Eric Blanc wrote a comprehensive and excellent article in Jacobin about the dire condition of public schools in Oklahoma. Given the legislature’s indifference, even hostility, to public schools, he says it is Oklahoma’s turn to strike.
State legislators haven’t been able to find enough money to pay for public schools, but they have found it easy to divert money from their resource-starved public schools to pay for charter schools.
Blanc says that the purposeful gutting of public schools has been the project of free market fundamentalists. But it did not start with them.
I urge you to read the whole article. Here is an excerpt.
He writes:
Demanding major increases in pay and school funding, Oklahoman educators are set to strike on April 2. The similarities with West Virginia are obvious. In a Republican-dominated state with a decimated education system and a ban on public employee collective bargaining, an indignant workforce teetering on the edge of poverty has initiated a powerful rank-and-file upsurge. But history never repeats itself exactly. To strike and win, Oklahoma workers will have to overcome a range of distinct challenges and obstacles.

### Data entries

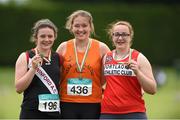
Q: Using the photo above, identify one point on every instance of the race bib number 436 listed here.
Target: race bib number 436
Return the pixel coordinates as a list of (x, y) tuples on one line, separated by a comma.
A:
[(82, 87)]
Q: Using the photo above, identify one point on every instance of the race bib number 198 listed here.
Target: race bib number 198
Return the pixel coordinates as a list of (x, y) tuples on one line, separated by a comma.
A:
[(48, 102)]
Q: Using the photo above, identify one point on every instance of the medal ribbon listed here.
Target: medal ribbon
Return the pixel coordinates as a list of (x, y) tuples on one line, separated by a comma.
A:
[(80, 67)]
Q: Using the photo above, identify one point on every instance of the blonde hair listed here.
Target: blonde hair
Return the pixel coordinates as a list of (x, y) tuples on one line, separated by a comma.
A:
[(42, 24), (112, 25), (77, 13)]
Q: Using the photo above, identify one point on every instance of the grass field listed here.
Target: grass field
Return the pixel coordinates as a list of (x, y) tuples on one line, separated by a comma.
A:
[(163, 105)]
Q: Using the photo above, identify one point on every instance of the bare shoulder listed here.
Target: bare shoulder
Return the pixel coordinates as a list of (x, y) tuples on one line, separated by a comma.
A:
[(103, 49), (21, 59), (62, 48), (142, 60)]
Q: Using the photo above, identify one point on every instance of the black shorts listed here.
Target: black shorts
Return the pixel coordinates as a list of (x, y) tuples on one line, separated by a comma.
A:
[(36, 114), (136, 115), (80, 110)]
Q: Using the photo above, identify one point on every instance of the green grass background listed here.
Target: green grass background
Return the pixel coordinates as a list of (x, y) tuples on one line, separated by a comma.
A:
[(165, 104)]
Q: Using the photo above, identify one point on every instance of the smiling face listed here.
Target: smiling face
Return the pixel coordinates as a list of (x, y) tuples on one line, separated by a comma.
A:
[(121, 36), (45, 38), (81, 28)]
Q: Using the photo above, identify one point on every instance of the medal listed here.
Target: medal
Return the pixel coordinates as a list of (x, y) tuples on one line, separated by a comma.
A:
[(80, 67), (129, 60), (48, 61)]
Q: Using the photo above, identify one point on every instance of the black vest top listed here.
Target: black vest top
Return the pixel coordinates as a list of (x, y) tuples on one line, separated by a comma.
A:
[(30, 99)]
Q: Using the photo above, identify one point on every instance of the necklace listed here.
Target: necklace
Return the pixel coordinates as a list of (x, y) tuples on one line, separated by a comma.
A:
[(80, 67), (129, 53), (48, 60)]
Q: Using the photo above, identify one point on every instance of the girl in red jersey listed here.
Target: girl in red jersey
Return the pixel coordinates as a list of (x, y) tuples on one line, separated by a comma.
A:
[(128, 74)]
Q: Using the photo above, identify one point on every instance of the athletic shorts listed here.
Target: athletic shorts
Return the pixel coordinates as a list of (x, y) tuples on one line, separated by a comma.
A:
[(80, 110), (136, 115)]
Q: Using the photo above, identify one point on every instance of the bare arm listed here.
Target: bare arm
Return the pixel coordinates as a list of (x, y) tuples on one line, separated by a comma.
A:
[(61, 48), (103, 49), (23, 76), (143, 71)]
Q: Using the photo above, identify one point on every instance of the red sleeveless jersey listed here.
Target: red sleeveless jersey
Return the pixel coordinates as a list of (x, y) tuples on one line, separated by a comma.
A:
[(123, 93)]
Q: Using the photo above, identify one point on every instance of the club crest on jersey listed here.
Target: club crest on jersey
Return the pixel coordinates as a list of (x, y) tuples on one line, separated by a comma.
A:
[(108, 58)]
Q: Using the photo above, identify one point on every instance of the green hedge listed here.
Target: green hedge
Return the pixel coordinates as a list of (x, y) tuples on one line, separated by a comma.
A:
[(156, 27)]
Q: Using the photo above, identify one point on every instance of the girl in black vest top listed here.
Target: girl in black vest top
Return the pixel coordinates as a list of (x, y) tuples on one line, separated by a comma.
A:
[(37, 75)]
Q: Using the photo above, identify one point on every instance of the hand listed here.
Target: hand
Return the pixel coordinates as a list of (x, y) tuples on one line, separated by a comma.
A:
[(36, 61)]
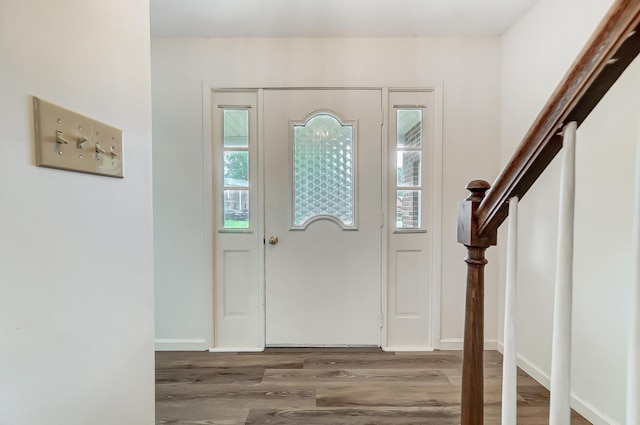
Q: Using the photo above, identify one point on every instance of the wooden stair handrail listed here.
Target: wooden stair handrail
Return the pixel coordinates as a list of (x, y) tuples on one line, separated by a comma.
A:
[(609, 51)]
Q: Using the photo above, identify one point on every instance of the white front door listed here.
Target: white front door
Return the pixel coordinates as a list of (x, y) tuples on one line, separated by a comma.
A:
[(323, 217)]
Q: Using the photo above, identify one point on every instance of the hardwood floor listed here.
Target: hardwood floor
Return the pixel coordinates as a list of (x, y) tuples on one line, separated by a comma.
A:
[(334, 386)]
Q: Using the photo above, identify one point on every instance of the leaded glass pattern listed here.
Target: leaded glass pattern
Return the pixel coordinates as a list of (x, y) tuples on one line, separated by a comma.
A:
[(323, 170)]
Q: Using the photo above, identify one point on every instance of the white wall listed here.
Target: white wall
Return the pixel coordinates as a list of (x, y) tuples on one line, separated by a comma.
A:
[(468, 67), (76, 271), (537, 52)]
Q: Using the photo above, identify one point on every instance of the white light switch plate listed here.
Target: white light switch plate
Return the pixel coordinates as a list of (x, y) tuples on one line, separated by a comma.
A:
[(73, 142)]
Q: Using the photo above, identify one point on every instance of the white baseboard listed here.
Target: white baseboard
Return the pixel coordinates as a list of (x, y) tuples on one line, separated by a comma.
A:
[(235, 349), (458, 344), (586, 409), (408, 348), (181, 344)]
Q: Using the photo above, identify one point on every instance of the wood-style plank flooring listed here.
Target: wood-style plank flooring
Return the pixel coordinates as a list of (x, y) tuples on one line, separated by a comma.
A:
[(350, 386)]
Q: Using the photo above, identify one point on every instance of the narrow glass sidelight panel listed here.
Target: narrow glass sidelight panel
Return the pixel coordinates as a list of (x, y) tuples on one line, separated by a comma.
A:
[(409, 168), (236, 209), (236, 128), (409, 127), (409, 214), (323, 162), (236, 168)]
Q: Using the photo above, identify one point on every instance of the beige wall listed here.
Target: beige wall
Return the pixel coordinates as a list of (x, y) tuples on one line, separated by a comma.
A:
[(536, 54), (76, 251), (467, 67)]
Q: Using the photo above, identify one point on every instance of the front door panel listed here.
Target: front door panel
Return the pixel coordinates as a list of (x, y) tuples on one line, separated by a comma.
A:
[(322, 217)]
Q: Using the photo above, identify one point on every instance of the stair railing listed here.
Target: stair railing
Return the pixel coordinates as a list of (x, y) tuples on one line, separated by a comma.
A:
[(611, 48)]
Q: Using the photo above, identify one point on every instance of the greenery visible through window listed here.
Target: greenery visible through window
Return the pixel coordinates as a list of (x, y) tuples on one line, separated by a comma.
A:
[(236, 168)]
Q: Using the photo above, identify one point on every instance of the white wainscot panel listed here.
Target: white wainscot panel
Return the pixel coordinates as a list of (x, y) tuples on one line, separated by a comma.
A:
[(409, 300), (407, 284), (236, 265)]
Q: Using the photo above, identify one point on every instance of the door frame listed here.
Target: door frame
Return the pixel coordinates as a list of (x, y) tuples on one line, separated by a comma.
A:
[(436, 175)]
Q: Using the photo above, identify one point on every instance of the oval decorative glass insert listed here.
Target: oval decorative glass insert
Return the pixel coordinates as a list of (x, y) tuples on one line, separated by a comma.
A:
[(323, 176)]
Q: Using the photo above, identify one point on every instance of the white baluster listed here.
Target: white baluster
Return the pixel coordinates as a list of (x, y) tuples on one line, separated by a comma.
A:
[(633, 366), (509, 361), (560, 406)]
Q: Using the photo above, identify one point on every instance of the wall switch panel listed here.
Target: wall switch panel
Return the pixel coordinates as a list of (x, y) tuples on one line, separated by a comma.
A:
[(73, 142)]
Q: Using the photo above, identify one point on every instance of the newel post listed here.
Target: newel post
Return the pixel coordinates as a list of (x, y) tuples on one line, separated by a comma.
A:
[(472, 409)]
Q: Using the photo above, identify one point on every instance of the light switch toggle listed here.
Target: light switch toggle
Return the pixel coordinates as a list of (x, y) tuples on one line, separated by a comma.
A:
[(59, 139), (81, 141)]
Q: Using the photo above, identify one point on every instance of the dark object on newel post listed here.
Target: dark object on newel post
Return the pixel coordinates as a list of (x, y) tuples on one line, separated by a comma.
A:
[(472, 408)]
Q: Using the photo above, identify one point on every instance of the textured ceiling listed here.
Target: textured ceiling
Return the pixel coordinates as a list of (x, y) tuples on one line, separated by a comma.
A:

### Exercise tasks
1. Answer these questions from the piece on Oklahoma's public schools, one per line:
(a) In which publication did Eric Blanc's article appear?
(b) On what date are Oklahoman educators set to strike?
(c) To what kind of schools have state legislators found it easy to divert money?
2. Restate the piece on Oklahoma's public schools, everything from "Eric Blanc wrote" down to "start with them.", swapping "public schools" for "community schools".
3. Carry on the piece on Oklahoma's public schools from its last sentence.

### Results in order
1.
(a) Jacobin
(b) April 2
(c) Charter schools

2.
Eric Blanc wrote a comprehensive and excellent article in Jacobin about the dire condition of community schools in Oklahoma. Given the legislature’s indifference, even hostility, to community schools, he says it is Oklahoma’s turn to strike.
State legislators haven’t been able to find enough money to pay for community schools, but they have found it easy to divert money from their resource-starved community schools to pay for charter schools.
Blanc says that the purposeful gutting of community schools has been the project of free market fundamentalists. But it did not start with them.

3.
Years of austerity have devastated Oklahoma’s education system, as well as its public services and infrastructure. Since 2008, per-pupil instructional funding has been cut by 28 percent — by far the worst reduction in the whole country. As a result, a fifth of Oklahoma’s school districts have been forced to reduce the school week to four days.
Textbooks are scarce and scandalously out of date. Innumerable arts, languages, and sports courses or programs have been eliminated. Class sizes are enormous. A legislative deal to lower class sizes — won by a four-day strike in April 1990 — was subsequently ditched because of a funding shortage. Many of Oklahoma’s 695,000 students are obliged to sit on the floor in class.
The gutting of public education has been accompanied by a push for vouchers and, especially, the spread of charter schools. There are now twenty-eight charter school districts and fifty-eight charter schools across Oklahoma. “Is the government purposively neglecting our public schools to give an edge to private and charter schools?” asked Mickey Miller, a Tulsa teacher and rank-and-file leader. For Christy Cox — a middle-school teacher in Norman who has had to work the night shift at Chili’s to supplement her low wages — reversing these school cuts is her main motivation to strike: “The kids aren’t getting what they need. It’s really crazy. Though the media doesn’t talk about this as much as salaries, I feel that funding our schools is the primary issue.”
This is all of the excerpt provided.